Bloco de texto:
◆ ◆ ◆ ◆ ◆

UOL - No seu site na internet, diz que quer "fugir de campanhas pasteurizadas". Como?

Palmeira
- As campanhas políticas são comandadas por publicitários que trabalham em cima de pesquisas qualitativas. E elas indicam para todo mundo o ângulo de abordagem das determinadas questões e dizem se vale a pena ou não abordar certos temas. Isso tornou os candidatos um pouco iguais. As lideranças políticas vão se perdendo, assim como as ideológicas. Fica tudo padrão e eu não quero isso.

Eu quero fazer uma campanha polêmica tratando de questões que freqüentemente são tidas como não positivas, como a pena de morte, o aborto, a homossexualidade. Eu vou fazer programas com esses temas. Quero que o partido seja a expressão do movimento social. Não quero tirar nenhuma questão porque ela possa criar dificuldade com o eleitorado.

UOL - O senhor diz que vai fazer, no Rio, um governo de esquerda. Como o senhor define um governo de esquerda?

Palmeira
- Diante dessa crise ideológica no mundo, eu defino que é de esquerda quem defende os oprimidos, mas isso só não é suficiente. De esquerda é também quem defende a luta dos oprimidos. O governo Lula não só defendeu os oprimidos com a redistribuição de renda, como também tem dado espaço - como nenhum outro presidente da República deu - para os movimentos populares.

UOL - Não podemos ignorar que o governo do presidente Lula tem uma política econômica excludente.

◆ ◆ ◆ ◆ ◆

Material fornecido:
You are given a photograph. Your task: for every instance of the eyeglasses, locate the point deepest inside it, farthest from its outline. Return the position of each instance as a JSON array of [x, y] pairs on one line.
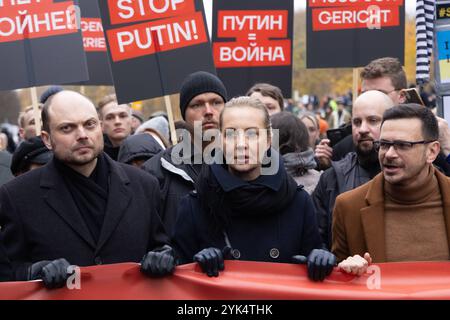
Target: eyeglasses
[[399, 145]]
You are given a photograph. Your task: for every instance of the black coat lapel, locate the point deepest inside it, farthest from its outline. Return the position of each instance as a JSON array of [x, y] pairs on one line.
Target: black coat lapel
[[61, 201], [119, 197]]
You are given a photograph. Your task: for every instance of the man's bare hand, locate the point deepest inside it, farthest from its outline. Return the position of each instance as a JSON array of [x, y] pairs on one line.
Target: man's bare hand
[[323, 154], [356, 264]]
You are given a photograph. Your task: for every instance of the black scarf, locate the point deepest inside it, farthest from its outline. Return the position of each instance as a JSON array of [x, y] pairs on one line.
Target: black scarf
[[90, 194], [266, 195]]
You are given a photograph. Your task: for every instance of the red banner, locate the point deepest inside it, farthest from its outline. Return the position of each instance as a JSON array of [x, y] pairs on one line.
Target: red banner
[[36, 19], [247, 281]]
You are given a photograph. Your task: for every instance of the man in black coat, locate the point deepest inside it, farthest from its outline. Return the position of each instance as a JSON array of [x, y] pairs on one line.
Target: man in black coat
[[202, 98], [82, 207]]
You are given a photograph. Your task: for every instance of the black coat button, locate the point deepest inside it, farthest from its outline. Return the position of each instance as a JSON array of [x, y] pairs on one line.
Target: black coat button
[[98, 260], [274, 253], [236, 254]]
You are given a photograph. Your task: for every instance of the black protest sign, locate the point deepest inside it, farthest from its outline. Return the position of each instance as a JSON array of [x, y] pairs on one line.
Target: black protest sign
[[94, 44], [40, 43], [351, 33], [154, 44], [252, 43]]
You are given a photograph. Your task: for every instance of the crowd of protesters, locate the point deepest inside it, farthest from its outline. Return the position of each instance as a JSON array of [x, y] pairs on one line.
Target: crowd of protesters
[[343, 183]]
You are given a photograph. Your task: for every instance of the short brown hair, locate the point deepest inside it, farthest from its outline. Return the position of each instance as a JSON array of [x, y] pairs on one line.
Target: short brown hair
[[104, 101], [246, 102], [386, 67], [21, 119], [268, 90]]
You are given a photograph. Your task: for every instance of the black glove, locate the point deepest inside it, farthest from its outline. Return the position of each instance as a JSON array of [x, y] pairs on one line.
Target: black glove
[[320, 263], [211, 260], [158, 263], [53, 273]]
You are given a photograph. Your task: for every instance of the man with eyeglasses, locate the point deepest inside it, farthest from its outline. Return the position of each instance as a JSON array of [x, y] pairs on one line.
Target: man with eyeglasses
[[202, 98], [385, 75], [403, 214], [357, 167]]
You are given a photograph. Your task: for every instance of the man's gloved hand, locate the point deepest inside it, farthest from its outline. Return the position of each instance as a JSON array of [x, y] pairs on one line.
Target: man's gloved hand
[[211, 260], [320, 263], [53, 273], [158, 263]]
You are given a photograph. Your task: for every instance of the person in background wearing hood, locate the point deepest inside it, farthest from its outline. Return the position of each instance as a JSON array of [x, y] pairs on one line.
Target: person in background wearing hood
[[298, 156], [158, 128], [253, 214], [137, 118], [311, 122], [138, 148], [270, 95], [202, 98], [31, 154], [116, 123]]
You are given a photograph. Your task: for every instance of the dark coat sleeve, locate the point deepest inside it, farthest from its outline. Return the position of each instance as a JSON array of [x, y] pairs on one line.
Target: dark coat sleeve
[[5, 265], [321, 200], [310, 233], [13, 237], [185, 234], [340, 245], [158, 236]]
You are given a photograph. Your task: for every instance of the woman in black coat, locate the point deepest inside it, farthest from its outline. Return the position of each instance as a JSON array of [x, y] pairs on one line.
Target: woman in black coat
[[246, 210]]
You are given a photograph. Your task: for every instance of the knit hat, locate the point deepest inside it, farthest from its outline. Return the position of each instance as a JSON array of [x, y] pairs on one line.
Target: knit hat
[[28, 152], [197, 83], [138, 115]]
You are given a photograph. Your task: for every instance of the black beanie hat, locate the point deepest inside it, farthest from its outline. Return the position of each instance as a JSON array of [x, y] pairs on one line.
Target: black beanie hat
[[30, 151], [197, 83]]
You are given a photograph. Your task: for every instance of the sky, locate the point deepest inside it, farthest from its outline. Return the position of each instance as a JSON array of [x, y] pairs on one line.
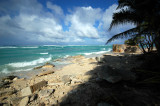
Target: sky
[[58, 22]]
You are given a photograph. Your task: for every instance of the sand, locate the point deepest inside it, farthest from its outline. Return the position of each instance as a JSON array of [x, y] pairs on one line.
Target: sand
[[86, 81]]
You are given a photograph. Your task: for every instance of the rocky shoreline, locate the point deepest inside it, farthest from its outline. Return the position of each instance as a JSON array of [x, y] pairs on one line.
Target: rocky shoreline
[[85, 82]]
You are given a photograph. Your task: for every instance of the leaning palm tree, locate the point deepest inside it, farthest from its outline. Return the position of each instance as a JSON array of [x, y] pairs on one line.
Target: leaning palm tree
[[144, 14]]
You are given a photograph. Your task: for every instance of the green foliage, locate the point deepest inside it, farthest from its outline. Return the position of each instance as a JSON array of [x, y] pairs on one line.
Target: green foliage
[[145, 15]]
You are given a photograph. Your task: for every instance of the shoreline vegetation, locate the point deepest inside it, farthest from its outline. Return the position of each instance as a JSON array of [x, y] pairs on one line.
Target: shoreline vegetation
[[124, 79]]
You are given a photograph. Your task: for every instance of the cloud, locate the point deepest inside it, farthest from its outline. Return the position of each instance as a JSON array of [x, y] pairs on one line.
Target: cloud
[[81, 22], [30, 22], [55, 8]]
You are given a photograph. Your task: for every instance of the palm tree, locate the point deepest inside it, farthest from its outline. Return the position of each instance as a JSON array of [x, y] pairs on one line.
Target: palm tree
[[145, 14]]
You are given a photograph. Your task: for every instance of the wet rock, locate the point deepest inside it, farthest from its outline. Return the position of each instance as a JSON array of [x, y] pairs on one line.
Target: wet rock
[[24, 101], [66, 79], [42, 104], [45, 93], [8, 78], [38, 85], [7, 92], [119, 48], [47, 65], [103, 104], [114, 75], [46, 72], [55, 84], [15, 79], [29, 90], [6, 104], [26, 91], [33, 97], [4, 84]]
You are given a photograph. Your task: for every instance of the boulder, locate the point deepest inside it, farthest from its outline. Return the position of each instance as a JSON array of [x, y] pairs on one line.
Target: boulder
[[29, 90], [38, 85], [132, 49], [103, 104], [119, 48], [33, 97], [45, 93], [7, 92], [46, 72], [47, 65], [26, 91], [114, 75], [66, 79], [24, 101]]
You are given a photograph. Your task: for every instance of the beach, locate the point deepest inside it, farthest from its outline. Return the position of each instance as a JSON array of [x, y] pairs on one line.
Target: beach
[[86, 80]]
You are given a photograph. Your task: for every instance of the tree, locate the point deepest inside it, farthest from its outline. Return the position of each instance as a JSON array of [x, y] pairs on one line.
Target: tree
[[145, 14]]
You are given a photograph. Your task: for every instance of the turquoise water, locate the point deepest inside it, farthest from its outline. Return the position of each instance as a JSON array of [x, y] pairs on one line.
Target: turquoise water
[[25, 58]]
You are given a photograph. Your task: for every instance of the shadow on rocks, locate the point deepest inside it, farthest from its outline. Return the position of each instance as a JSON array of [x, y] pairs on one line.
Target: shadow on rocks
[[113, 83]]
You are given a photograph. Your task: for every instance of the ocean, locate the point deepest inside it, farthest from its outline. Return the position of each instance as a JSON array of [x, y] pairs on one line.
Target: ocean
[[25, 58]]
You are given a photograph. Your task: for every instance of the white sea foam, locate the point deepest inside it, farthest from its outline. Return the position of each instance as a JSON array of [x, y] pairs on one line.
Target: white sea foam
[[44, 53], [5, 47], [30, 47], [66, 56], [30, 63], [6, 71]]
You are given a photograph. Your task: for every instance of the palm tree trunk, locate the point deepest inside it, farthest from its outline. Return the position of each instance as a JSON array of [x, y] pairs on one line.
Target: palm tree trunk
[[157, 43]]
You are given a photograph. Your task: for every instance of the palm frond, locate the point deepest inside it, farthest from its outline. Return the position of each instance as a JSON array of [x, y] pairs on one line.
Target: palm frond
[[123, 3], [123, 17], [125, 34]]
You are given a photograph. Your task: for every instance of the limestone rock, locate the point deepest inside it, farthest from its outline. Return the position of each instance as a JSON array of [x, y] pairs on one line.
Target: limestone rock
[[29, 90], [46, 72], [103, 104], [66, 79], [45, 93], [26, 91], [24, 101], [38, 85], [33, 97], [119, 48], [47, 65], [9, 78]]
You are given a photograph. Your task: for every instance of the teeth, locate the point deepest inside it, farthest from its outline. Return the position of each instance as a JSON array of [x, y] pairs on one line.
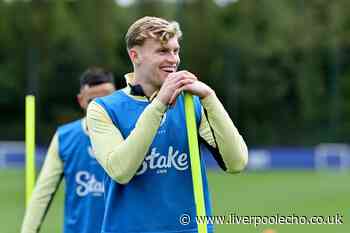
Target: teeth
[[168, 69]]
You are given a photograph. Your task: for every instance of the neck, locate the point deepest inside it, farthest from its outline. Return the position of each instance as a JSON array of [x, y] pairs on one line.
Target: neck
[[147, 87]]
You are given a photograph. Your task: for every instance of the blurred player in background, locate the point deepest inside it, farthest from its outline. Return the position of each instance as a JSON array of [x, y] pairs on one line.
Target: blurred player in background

◆ ◆ ◆ ◆ ◆

Objetivo da tarefa: Indique se cada afirmação concorda com a entrevista, respondendo sim ou não e citando literalmente o trecho decisivo: (a) Palmeira afirma que as campanhas políticas são comandadas por publicitários; (b) Palmeira pretende deixar de fora temas que possam criar dificuldade com o eleitorado; (c) para Palmeira, defender os oprimidos basta para alguém ser de esquerda.

Resposta correta:
(a) Sim: "As campanhas políticas são comandadas por publicitários que trabalham em cima de pesquisas qualitativas."
(b) Não: "Não quero tirar nenhuma questão porque ela possa criar dificuldade com o eleitorado."
(c) Não: "eu defino que é de esquerda quem defende os oprimidos, mas isso só não é suficiente."